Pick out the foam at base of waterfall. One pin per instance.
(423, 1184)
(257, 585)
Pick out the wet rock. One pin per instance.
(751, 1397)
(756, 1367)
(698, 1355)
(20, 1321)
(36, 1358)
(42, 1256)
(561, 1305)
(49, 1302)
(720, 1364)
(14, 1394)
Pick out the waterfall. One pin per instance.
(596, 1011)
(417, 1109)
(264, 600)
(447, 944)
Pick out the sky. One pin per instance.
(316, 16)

# # # # # # #

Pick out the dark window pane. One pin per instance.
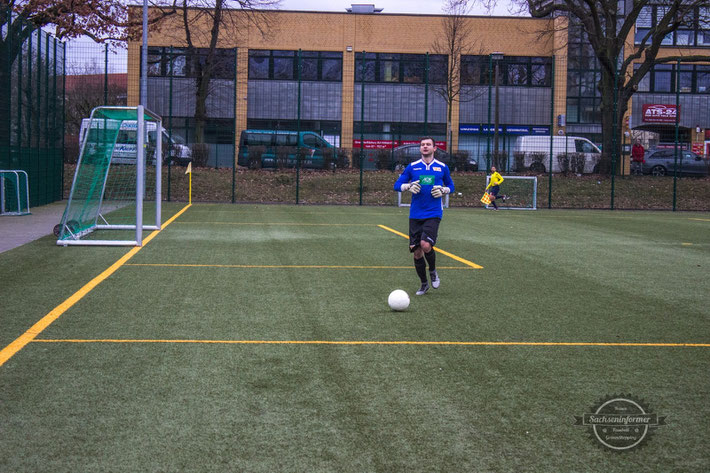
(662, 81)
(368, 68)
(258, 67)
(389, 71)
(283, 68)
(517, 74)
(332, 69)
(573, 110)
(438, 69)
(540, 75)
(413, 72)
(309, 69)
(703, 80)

# # # # # # #

#### 주어진 요청:
위 목록에서 "waterfall"라는 단어가 들어 있는 줄은 어느 것인가요? 해당하는 줄을 모두 그대로 옮겨 적으세요.

#### 과제 답변:
Pick out the foam at base of waterfall. One pin per instance.
Pick out the waterfall. One pin per instance.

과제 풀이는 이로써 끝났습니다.